▶ **Exercise prompt**
Update the rows below by replacing each occurrence of "Input photograph" with "Source image" and leaving every other part as it is.

▶ **Data records**
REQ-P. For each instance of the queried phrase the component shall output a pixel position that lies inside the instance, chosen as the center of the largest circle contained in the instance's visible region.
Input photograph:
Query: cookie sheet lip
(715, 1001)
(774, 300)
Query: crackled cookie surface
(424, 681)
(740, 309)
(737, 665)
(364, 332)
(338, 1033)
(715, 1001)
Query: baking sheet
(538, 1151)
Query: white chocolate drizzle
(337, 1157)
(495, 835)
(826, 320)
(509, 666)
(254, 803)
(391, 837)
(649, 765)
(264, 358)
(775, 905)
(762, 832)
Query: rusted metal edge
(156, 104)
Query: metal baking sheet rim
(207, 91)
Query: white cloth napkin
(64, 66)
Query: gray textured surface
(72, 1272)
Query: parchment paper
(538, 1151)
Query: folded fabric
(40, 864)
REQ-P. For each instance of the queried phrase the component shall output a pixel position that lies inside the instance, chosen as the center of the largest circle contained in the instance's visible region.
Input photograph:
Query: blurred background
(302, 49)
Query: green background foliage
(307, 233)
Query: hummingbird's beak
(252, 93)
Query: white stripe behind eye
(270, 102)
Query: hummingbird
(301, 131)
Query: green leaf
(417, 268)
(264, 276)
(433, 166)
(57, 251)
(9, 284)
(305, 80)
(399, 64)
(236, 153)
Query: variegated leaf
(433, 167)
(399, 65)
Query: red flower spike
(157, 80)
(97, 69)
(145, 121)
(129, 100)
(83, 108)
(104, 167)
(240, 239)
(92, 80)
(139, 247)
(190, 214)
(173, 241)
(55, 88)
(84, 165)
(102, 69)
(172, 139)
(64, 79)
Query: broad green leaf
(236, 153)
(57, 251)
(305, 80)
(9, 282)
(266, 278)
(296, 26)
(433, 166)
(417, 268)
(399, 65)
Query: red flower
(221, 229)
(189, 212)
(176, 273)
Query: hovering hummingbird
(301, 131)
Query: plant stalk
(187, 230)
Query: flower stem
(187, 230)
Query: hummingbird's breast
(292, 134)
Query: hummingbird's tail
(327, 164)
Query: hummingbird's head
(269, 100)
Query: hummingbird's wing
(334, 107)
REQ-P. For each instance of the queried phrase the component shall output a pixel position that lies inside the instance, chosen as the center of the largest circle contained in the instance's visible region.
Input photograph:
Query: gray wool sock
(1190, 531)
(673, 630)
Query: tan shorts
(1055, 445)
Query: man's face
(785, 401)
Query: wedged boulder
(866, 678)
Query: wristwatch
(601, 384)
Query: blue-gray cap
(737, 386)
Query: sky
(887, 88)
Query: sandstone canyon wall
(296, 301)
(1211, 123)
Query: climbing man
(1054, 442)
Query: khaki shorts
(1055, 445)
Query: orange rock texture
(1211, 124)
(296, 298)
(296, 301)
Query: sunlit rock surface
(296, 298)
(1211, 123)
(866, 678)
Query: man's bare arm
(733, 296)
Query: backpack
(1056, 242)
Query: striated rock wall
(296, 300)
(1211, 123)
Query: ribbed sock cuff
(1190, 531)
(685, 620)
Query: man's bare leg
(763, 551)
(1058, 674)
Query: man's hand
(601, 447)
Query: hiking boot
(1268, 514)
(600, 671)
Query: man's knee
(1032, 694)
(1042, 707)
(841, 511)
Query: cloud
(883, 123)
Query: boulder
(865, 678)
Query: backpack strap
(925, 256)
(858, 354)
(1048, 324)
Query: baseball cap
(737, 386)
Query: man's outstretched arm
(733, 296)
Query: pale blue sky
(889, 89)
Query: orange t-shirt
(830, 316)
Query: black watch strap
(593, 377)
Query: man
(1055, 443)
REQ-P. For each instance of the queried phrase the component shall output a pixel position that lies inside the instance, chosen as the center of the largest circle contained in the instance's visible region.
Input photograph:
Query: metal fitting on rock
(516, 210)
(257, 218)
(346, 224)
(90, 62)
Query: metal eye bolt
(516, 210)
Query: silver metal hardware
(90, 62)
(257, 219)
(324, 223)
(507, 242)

▶ **Solution for this task**
REQ-P. For each instance of the queried phrase the component shall output a pixel position that lies inside the instance, chosen as the center of the largest circle contained in the instance's visible region.
Source image:
Query: cookie sheet lip
(715, 1001)
(774, 300)
Query: crackled cookie surface
(424, 681)
(740, 309)
(737, 665)
(364, 332)
(338, 1033)
(715, 1001)
Query: baking sheet
(538, 1151)
Query: white chocolate drizzle
(337, 1157)
(495, 835)
(826, 320)
(509, 666)
(254, 803)
(391, 837)
(649, 765)
(264, 358)
(775, 905)
(762, 832)
Query: rusted metal edge
(156, 104)
Query: metal baking sheet rim
(207, 91)
Query: white cloth napkin
(64, 66)
Query: gray textured surface
(72, 1272)
Query: parchment paper
(538, 1151)
Query: folded fabric
(40, 864)
REQ-P. For each instance of the queried phrase the component shall output a pixel position that lies inside the instance, chosen as the center of the largest circle contained in the instance's visible region.
Source image:
Query: blurred background
(302, 49)
Query: green background foliage
(307, 233)
Query: hummingbird's beak
(252, 93)
Query: white stripe behind eye
(270, 102)
Query: hummingbird
(301, 131)
Query: green leaf
(417, 268)
(264, 276)
(433, 166)
(57, 251)
(9, 284)
(305, 80)
(399, 64)
(236, 153)
Query: variegated leaf
(433, 167)
(399, 65)
Query: red flower spike
(157, 80)
(97, 69)
(145, 121)
(129, 100)
(83, 108)
(104, 167)
(240, 239)
(92, 80)
(139, 247)
(190, 214)
(173, 241)
(55, 88)
(84, 165)
(102, 69)
(172, 139)
(64, 79)
Query: broad green leaf
(236, 153)
(57, 251)
(305, 80)
(9, 282)
(266, 278)
(296, 26)
(433, 166)
(417, 268)
(399, 65)
Query: red flower
(221, 229)
(189, 212)
(176, 273)
Query: hovering hummingbird
(301, 131)
Query: plant stalk
(187, 230)
Query: flower stem
(187, 230)
Query: hummingbird's breast
(292, 134)
Query: hummingbird's tail
(327, 164)
Query: hummingbird's head
(269, 100)
Query: hummingbird's wing
(334, 107)
REQ-P. For each instance of the queried phrase the component shall output a pixel position that lies inside the instance, chosen as the center of the largest circle contained in the instance's visible region.
Source image:
Query: gray wool sock
(1190, 531)
(673, 630)
Query: tan shorts
(1055, 445)
Query: man's face
(785, 401)
Query: wedged boulder
(866, 678)
Query: wristwatch
(601, 384)
Query: blue-gray cap
(737, 386)
Query: sky
(887, 88)
Query: sandstone canyon wall
(296, 301)
(1211, 123)
Query: climbing man
(1054, 442)
Query: khaki shorts
(1055, 445)
Query: orange rock texture
(1211, 124)
(296, 298)
(296, 301)
Query: sunlit rock surface
(296, 298)
(1211, 123)
(866, 678)
Query: man's bare arm
(733, 296)
Query: backpack
(1056, 242)
Query: striated rock wall
(296, 300)
(1211, 123)
Query: ribbed sock cuff
(1190, 531)
(685, 620)
Query: man's bare leg
(763, 551)
(1058, 674)
Query: man's hand
(601, 447)
Query: hiking boot
(1268, 514)
(600, 671)
Query: man's knee
(1032, 694)
(1042, 707)
(841, 511)
Query: cloud
(883, 123)
Query: boulder
(865, 678)
Query: backpack strap
(925, 256)
(858, 354)
(1048, 324)
Query: baseball cap
(737, 386)
Query: man's outstretched arm
(733, 296)
Query: pale blue sky
(889, 89)
Query: orange t-shirt
(830, 316)
Query: black watch strap
(593, 377)
Query: man
(1055, 443)
REQ-P. For each instance of the queried phrase the component shall output a pixel position that lies inside the instance, chosen as the center of the largest circle contained in the instance's visible region.
Source image:
Query: metal fitting on rock
(516, 210)
(257, 218)
(346, 224)
(90, 62)
Query: metal eye bolt
(516, 210)
Query: silver metal hardware
(90, 62)
(257, 219)
(324, 223)
(507, 242)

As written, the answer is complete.